__Exercise goal__: Which lines in the entries below contain the word "white"? Pick out each one and copy it in full, matching case exactly.

__Data entries__:
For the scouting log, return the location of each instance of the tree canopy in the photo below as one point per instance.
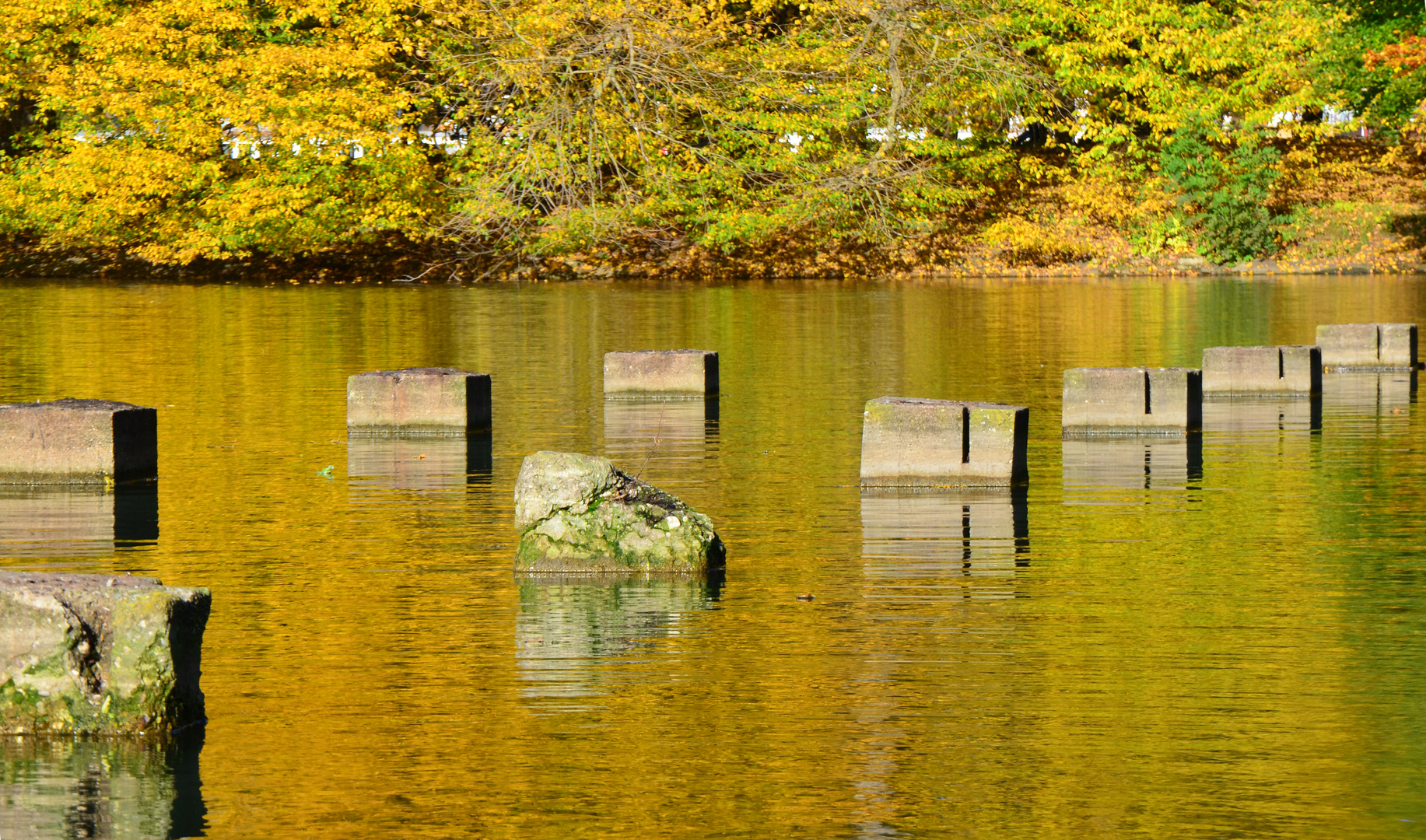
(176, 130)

...

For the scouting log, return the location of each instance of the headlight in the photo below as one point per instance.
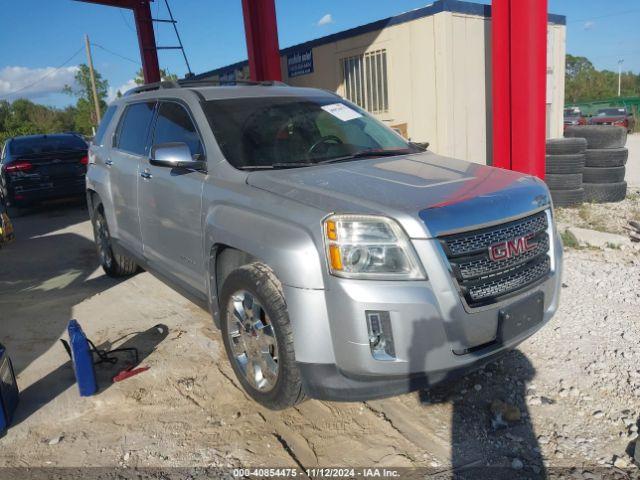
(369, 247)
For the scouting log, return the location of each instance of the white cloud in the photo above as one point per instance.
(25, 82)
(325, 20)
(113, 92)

==

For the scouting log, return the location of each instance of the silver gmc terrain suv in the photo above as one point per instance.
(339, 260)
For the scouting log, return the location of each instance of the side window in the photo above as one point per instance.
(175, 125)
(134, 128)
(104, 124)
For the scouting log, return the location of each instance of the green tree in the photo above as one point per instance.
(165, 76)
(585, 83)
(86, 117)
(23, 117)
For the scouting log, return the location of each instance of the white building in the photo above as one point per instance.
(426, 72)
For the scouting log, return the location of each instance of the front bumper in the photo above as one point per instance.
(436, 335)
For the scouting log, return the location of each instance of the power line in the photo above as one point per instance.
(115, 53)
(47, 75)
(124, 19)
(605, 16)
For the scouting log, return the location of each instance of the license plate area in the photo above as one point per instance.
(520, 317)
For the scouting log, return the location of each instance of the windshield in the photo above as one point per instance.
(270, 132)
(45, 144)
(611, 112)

__Exercise output__:
For the scouting log, return the location of each instance of the white cloud in the photo above as one point per instance.
For the scouting log, return the location of each instance of the white building in the photo above as one point per instance.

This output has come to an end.